Reproduce each line of the following material verbatim, with no alterations.

##### Task input #####

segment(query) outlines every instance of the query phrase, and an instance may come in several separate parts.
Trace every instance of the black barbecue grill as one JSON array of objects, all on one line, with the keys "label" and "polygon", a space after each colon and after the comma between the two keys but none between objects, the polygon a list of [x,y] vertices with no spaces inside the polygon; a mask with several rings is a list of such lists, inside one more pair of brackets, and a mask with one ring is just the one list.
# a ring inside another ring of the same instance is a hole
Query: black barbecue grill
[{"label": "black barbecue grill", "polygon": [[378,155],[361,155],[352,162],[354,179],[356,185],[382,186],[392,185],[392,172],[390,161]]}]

#####

* Written answer:
segment(query) outlines every instance of the query phrase, and an instance may come in several separate parts.
Trace every instance of the black barbecue grill as one JSON array of objects, all on one line, with the keys "label" and "polygon", a space after each colon and after the comma between the two keys but none between objects, the polygon a list of [x,y] vertices with no spaces inside the polygon; a mask with several rings is a list of such lists, inside one more pair of brackets, and a mask with one ring is just the one list.
# a ring inside another ring of the same instance is a hole
Query: black barbecue grill
[{"label": "black barbecue grill", "polygon": [[378,155],[361,155],[352,162],[354,179],[356,185],[382,186],[392,185],[392,172],[390,161]]}]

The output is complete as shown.